Passage for review:
┌────────

Satanic Memory Lane

The remake of 'The Omen' stays amazingly faithful to the original

Going into the remake of The Omen, my memories of the 1976 original were a little hazy. It was all the rage when I was in junior high school (the kids who had HBO or Showtime would come to class bragging about having seen it). I guess I first saw it when I was 12 or something. Thought it was cool when that dude got his head cut off by a sheet of glass.

As I watched the remake, memories of the original came back to me, because this is pretty much the exact same movie. So if you are some sort of Omen fanatic, wearing Damien underwear and fondling your original Omen poster, this one might strike you as unnecessary. However, if you have only vague recollections of the original, this film's a pretty cool walk down satanic memory lane.

Replacing Gregory Peck and Lee Remick are Liev Schreiber and (unfortunately) Julia Stiles as Robert and Katherine Thorn. While Schreiber is up to the challenge, I just can't buy Stiles as a mom, or anything other than a classical dancer looking for street cred via hip-hop moves, for that matter.

└────────

Records:
┌────────

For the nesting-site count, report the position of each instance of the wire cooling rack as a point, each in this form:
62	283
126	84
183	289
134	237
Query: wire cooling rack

└────────

To do:
(a) Answer these questions from the review of the Omen remake:
(i) In what year did the original film come out?
(ii) Which actor plays Robert Thorn in the remake?
(iii) Which two actors from the original do the remake's leads replace?
(b) From the Omen review, write out the passage between "Going into the" and "satanic memory lane.", inclusive.

Per-task answers:
(a)
(i) 1976
(ii) Liev Schreiber
(iii) Gregory Peck and Lee Remick

(b)
Going into the remake of The Omen, my memories of the 1976 original were a little hazy. It was all the rage when I was in junior high school (the kids who had HBO or Showtime would come to class bragging about having seen it). I guess I first saw it when I was 12 or something. Thought it was cool when that dude got his head cut off by a sheet of glass.

As I watched the remake, memories of the original came back to me, because this is pretty much the exact same movie. So if you are some sort of Omen fanatic, wearing Damien underwear and fondling your original Omen poster, this one might strike you as unnecessary. However, if you have only vague recollections of the original, this film's a pretty cool walk down satanic memory lane.